Consignes:
1 > Veuillez recopier mot pour mot l'intégralité du texte sur la Charte de Kuru Kan Fuga.
2 > Comptez les lignes de la liste qui contiennent la chaîne « decorative », en respectant la casse, et donnez uniquement ce nombre.

J’ai la honte de révéler que c’est au Canada que j’ai appris l’existence de la Charte de Kuru Kan Fuga. C’était en 2008 et, tenez-vous bien, j’avais 60 ans. Un jour, en fin d’aprèsmidi, ma fille Yassa s’assoit à mes côtés et me dit: « Papa, notre professeur nous a dit ce matin en classe que la première charte des droits de l’homme à été élaborée au Mali. »

Je fus d’abord sceptique. Et ma fille, par le regard qu’elle a porté sur moi, comprit cela. Elle me conseilla alors de vérifier auprès de mes amis à Bamako.

Après plusieurs contacts, j’en ai eu la confirmation par un camarade du Lycée Askia Mohamed devenu Professeur d’histoire. Cette charte a bel et bien existé et remonte à la même période que la Charte anglaise. Kurun kan fougan est un petit village du Mandé situé près de Kangaba, à 80kms au Sud de Bamako Ce fut donc une fabuleuse découverte pour moi. J’ouvre une parenthèse pour dire que le mot FABULEUX ravive mes souvenirs. Il me rappelle un homme, un grand frère, un chef qui aimait répéter ce mot : Ibrahim Boubacar Keita. Il a été généreux et formidable à mon endroit. Je reviens pour dire que ma satisfaction fut encore plus intense deux ans plus tard lorsque la Charte à été célébrée sur le site originel, dans le terroir de Kuru Kan Fuga, au Mandé.

Cet événement a constitué une des activités phares de la commémoration du 50e Anniversaire de l’Indépendance du Mali, en 2010, et auxquelles le Président Amadou Toumani Toure a donné un éclat tout particulier. Si la Charte est sortie des ténèbres où elle était confinée depuis le 13e siècle, sa promotion n’a pas été à la hauteur de ce fantastique acquis social des peuples du Mande. Les  »Niama Kala », système vasculaire de la société mandingue, ont assuré l’intégrité de la Charte, l’ont conservée intacte au fil des ans, depuis le 13è siècle jusqu’à nos jours. Cette partition n’a pas reçu d’écho retentissant auprès d’une importante frange de notre génération qui est fascinée par les valeurs occidentales. Il s’agit de ceux-là qui ont toujours privilégié l’histoire des chasses racontée par les chasseurs en occultant superbement la version des fauves.

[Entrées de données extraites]
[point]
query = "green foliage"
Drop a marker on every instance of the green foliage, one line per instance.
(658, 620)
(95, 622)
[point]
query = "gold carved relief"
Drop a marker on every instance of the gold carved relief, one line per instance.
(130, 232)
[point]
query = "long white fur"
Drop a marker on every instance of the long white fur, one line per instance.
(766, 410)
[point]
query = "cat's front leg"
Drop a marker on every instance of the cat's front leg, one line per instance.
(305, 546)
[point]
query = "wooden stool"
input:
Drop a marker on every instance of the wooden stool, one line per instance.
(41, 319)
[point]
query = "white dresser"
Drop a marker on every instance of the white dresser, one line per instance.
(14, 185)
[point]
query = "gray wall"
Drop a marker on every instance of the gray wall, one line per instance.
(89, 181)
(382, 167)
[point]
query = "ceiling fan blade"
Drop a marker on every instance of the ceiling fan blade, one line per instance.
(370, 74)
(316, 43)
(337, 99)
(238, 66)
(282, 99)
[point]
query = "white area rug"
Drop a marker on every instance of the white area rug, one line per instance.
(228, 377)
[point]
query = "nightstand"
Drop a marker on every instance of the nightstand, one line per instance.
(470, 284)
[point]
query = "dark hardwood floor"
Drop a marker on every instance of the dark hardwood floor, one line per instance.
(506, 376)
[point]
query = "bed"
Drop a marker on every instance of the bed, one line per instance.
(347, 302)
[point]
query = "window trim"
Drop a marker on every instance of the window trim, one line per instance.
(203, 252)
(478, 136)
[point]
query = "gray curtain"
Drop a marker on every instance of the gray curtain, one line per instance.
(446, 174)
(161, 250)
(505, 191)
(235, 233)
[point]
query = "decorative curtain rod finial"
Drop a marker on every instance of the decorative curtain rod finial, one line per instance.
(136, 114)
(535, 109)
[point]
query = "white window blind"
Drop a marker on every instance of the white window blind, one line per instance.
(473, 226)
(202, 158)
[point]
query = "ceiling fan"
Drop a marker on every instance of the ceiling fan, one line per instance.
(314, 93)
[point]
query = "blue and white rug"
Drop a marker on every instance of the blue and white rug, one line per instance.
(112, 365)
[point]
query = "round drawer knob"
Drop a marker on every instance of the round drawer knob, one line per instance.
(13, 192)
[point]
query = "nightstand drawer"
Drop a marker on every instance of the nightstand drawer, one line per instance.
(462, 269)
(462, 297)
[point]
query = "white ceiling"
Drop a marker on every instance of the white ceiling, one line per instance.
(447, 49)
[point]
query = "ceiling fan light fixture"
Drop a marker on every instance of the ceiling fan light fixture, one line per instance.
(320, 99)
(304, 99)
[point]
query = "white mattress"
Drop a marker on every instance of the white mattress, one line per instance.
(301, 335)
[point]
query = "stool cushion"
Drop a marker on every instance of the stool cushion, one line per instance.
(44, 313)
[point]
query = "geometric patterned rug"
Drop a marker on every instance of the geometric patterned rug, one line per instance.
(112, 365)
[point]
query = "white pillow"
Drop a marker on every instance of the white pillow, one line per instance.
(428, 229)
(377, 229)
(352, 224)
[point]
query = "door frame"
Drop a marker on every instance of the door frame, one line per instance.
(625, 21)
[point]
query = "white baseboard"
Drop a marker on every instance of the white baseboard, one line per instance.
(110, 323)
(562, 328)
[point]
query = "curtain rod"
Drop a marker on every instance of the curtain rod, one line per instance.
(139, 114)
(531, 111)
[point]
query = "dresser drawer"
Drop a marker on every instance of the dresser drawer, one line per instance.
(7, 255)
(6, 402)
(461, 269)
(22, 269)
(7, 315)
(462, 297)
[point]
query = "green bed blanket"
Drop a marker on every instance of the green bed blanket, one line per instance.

Résultats:
1 >
J’ai la honte de révéler que c’est au Canada que j’ai appris l’existence de la Charte de Kuru Kan Fuga. C’était en 2008 et, tenez-vous bien, j’avais 60 ans. Un jour, en fin d’aprèsmidi, ma fille Yassa s’assoit à mes côtés et me dit: « Papa, notre professeur nous a dit ce matin en classe que la première charte des droits de l’homme à été élaborée au Mali. »

Je fus d’abord sceptique. Et ma fille, par le regard qu’elle a porté sur moi, comprit cela. Elle me conseilla alors de vérifier auprès de mes amis à Bamako.

Après plusieurs contacts, j’en ai eu la confirmation par un camarade du Lycée Askia Mohamed devenu Professeur d’histoire. Cette charte a bel et bien existé et remonte à la même période que la Charte anglaise. Kurun kan fougan est un petit village du Mandé situé près de Kangaba, à 80kms au Sud de Bamako Ce fut donc une fabuleuse découverte pour moi. J’ouvre une parenthèse pour dire que le mot FABULEUX ravive mes souvenirs. Il me rappelle un homme, un grand frère, un chef qui aimait répéter ce mot : Ibrahim Boubacar Keita. Il a été généreux et formidable à mon endroit. Je reviens pour dire que ma satisfaction fut encore plus intense deux ans plus tard lorsque la Charte à été célébrée sur le site originel, dans le terroir de Kuru Kan Fuga, au Mandé.

Cet événement a constitué une des activités phares de la commémoration du 50e Anniversaire de l’Indépendance du Mali, en 2010, et auxquelles le Président Amadou Toumani Toure a donné un éclat tout particulier. Si la Charte est sortie des ténèbres où elle était confinée depuis le 13e siècle, sa promotion n’a pas été à la hauteur de ce fantastique acquis social des peuples du Mande. Les  »Niama Kala », système vasculaire de la société mandingue, ont assuré l’intégrité de la Charte, l’ont conservée intacte au fil des ans, depuis le 13è siècle jusqu’à nos jours. Cette partition n’a pas reçu d’écho retentissant auprès d’une importante frange de notre génération qui est fascinée par les valeurs occidentales. Il s’agit de ceux-là qui ont toujours privilégié l’histoire des chasses racontée par les chasseurs en occultant superbement la version des fauves.

2 > 2